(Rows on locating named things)
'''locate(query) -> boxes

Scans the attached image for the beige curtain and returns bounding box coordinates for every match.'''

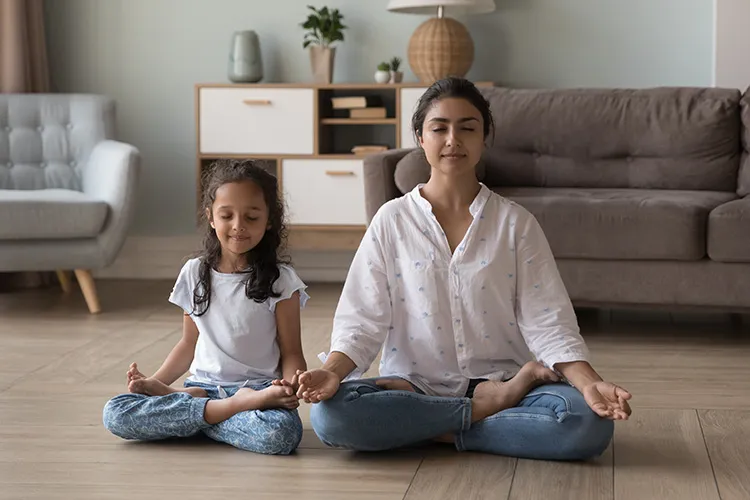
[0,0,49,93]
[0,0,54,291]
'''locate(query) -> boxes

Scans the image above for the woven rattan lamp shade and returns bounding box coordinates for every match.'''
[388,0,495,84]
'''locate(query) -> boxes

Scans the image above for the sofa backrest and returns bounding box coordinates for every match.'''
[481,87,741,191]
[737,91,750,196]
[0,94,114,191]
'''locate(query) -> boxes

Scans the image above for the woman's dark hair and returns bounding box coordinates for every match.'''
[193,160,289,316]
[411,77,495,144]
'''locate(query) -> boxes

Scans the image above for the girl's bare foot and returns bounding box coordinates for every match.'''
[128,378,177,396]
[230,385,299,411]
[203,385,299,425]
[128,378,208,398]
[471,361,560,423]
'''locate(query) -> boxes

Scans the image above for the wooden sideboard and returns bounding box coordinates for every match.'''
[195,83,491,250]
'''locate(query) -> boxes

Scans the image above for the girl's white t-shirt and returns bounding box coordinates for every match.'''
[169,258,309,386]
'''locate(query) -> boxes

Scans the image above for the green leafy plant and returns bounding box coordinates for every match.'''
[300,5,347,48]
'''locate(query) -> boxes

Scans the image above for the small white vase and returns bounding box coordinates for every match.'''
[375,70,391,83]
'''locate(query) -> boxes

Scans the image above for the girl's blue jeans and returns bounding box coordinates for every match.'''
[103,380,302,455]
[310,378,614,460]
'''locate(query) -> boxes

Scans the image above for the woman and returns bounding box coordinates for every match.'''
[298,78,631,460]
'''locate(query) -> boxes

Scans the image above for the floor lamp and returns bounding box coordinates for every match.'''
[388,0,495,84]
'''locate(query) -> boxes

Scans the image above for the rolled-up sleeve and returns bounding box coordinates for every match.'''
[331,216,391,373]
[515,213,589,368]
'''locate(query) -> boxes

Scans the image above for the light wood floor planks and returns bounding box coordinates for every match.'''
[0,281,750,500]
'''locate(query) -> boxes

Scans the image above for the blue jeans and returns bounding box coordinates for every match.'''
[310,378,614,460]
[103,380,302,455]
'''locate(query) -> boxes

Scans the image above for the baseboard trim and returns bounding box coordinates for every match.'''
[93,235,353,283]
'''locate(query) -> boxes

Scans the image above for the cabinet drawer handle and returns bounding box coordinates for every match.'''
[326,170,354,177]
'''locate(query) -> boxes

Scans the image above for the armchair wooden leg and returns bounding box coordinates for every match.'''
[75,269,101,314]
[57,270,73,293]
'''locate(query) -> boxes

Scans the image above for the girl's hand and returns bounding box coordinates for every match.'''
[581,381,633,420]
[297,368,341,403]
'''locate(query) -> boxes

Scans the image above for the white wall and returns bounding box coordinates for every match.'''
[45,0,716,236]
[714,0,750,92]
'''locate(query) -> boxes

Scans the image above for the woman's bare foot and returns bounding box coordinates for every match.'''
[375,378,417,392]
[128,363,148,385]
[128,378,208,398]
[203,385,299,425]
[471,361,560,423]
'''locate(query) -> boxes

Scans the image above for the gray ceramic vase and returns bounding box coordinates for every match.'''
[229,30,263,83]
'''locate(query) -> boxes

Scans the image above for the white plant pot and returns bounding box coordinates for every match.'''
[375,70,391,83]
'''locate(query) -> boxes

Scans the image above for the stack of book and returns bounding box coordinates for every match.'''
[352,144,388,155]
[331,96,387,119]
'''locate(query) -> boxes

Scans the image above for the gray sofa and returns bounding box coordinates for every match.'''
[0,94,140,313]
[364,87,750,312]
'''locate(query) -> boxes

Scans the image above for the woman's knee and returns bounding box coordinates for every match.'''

▶ Task statement
Write out all of the rows above verbatim, omitting the pictures from your answer.

▶ Result of the exercise
'''locate(query) -> boxes

Scans the attached image for the beige curtain and returns bounding box coordinates for every match.'''

[0,0,49,93]
[0,0,54,291]
'''locate(query) -> boxes

Scans the image above for the woven rattan lamp shade and returns bounding box coordinates for every match.'''
[388,0,495,84]
'''locate(query) -> boxes

Scans the image above for the sofa backrest and returns bounding box coordinates for every match.'''
[481,87,741,191]
[737,91,750,196]
[0,94,114,191]
'''locate(query) -> boxes

Scans the image above for the woman's dark hair and returns bounding box coordinates for every match.'''
[193,160,289,316]
[411,77,495,144]
'''locate(query) -> boxes

Scans the image above for the girl's bare foot and returns bounding box coordinates for every match.'''
[128,378,177,396]
[230,385,299,411]
[203,385,299,425]
[128,378,208,398]
[471,361,560,423]
'''locate(query) -> boxes

Scans the image above for the wooden sideboard and returns bounding box coordinates for every match.'''
[195,83,491,250]
'''locate(query) -> boxes

Scans the image above for the girl's white t-shirt and returns bounding box coordinates for every match.'''
[169,258,309,386]
'''locate(query) -> boxes

Scans the image above for the green leafy plant and returns bounding box coordinates for every match.'''
[300,5,347,48]
'''locate(query) -> boxes

Scans the image above for the small white vase and returns bounding box coordinates for every match.'''
[375,70,391,83]
'''locate(query) -> boxes

Scans the image above for the girl's blue jeans and returns bounding box coordinates for every match.'''
[103,380,302,455]
[310,378,614,460]
'''locate(query) -> boxes

Scans the image above for the woman and returns bounding box coordinates for every match.'''
[298,78,631,460]
'''locate(query) -> boxes

Scans the image above for the floor lamp and returns bounding box coordinates for every match.'''
[388,0,495,84]
'''locate(query) -> boxes

Scans the image above for the rolled-up sleeve and returns bounding box coordinates for every match.'''
[331,216,391,373]
[515,213,589,368]
'''locate(query) -> boxes

Scans the image above for the light wood floor planks and returns bounding box coordinates for every match.'''
[0,281,750,500]
'''locate(query) -> boxes

Scans the image above for the blue jeans and returns bounding box coordinates for every match.'''
[310,378,614,460]
[103,380,302,455]
'''locate(query) -> boxes

Scans the image above for the baseboard trim and returns bounding box coordinates for every match.'''
[93,235,353,283]
'''locate(query) -> boxes

Scans the image above for the cabinet drawer handle and returns bounding box coordinates for every match.'''
[326,170,354,177]
'''locate(query) -> boxes

Scans the image above for the armchair wooden leg and returns bounding box coordinates for every match.'''
[75,269,101,314]
[57,270,73,293]
'''locate(query) -> boxes

Scans the image above for the girl's hand and returns bounding box coordinates for every match.'''
[581,381,633,420]
[297,368,341,403]
'''locate(query) -> boxes

Scans the image above for the white wall and returns bounding box coordinates for every match.'''
[45,0,716,236]
[714,0,750,92]
'''locate(query) -> boxes

Scans the image above for the woman's bare foot and returns bounding box coordinates for every match.'''
[375,378,417,392]
[128,363,148,385]
[128,378,208,398]
[203,385,299,425]
[471,361,560,423]
'''locate(query) -> boxes

Scans the image above for the gray ceramic vase and returns bounding box coordinates for every match.'''
[229,30,263,83]
'''locate(query) -> boxes

Scans the image above for the white plant pot and returns bounding box coordinates for every match.'''
[375,70,391,83]
'''locate(query) -> boxes

Scans the image above for the stack of book and returns bounding box coordinates for every match.'''
[352,144,388,155]
[331,96,387,119]
'''locate(query) -> boxes

Scans the image above for the gray sofa and returns bounding box coordinates for every match.'''
[0,94,140,313]
[364,87,750,312]
'''locate(query) -> boxes

Scans the image above for the woman's knee and returns bounding box coordinates for every match.'''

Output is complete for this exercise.